Stored entries:

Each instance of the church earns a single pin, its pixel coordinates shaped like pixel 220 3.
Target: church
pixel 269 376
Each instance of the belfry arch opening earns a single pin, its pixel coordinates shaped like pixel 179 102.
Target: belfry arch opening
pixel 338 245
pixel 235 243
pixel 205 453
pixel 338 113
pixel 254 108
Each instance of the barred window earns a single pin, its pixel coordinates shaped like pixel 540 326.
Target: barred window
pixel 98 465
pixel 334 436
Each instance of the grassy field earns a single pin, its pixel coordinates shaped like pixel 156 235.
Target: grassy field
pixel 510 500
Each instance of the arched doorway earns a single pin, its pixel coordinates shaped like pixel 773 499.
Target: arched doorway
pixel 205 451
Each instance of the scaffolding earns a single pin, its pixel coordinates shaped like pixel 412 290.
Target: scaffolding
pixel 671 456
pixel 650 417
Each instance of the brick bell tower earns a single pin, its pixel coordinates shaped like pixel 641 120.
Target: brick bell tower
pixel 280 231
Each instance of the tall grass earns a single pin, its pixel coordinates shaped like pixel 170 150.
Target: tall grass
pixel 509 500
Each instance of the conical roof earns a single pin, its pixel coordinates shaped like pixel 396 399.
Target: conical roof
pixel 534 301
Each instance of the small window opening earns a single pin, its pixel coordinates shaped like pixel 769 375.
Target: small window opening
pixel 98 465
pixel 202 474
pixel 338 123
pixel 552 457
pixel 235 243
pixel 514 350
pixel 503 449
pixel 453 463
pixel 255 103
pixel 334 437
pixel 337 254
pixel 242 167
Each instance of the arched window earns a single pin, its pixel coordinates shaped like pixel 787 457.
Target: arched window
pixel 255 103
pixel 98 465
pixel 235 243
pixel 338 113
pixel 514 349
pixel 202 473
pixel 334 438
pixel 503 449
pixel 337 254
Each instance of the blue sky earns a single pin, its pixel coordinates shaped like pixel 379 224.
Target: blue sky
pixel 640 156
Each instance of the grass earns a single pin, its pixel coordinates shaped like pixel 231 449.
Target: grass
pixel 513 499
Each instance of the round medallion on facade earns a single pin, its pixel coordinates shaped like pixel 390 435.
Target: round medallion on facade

◆ What to work on:
Reproduce the listing above, swapping every occurrence of "earns a single pin" for "gets exactly one pin" and changing nothing else.

◆ Written response:
Each instance of the church gets exactly one pin, its pixel coordinates shaped like pixel 220 3.
Target: church
pixel 269 376
Each instance of the belfry arch opening gets exactly one pin, its pixel coordinates shaped like pixel 179 102.
Target: belfry arch opening
pixel 338 245
pixel 235 243
pixel 205 453
pixel 338 113
pixel 254 108
Each instance of the barred window gets exactly one pin, its pixel coordinates shaped like pixel 540 326.
Target: barred window
pixel 98 465
pixel 334 436
Each instance of the grassy field gets exactly one pin, its pixel coordinates shaped like pixel 156 235.
Target: grassy field
pixel 510 500
Each instance of the arched doorway gets exactly one pin, its pixel coordinates shaped like pixel 773 499.
Target: arched doorway
pixel 205 451
Each instance of the scaffolding gets exactly one pin, its pixel coordinates shaped like pixel 412 290.
Target: scaffolding
pixel 671 456
pixel 650 417
Each instance of the brick bell tower gets exactly one pin, its pixel coordinates shaped like pixel 641 120.
Target: brick bell tower
pixel 280 231
Each instance of the tall grass gets exactly one pin, its pixel coordinates shaped like pixel 170 150.
Target: tall grass
pixel 509 500
Each instance of the conical roof gets exactly one pin, its pixel coordinates shaped like pixel 396 399.
Target: conical roof
pixel 534 301
Each instance of the small window opening gets exactly one pin, its pixel coordinates shaped like pixel 769 375.
Target: small window opening
pixel 98 465
pixel 202 474
pixel 338 123
pixel 552 457
pixel 235 243
pixel 514 350
pixel 503 449
pixel 453 463
pixel 255 103
pixel 334 437
pixel 337 254
pixel 242 167
Each instance of the arched window gets exactly one pin, its pixel coordinates shaped like pixel 787 457.
Target: arched window
pixel 255 103
pixel 98 465
pixel 235 243
pixel 338 113
pixel 514 349
pixel 202 473
pixel 334 438
pixel 503 449
pixel 337 254
Each instance of the blue sky gets exactly one pin, its pixel coordinates shaped like pixel 379 224.
Target: blue sky
pixel 640 156
Each instance of the grass gets exactly one pin, its pixel coordinates shaped like pixel 231 449.
Target: grass
pixel 513 499
Each instance of the round medallion on facade gets exactly one pin, its pixel coordinates shaped like pixel 390 435.
Target: round medallion on facade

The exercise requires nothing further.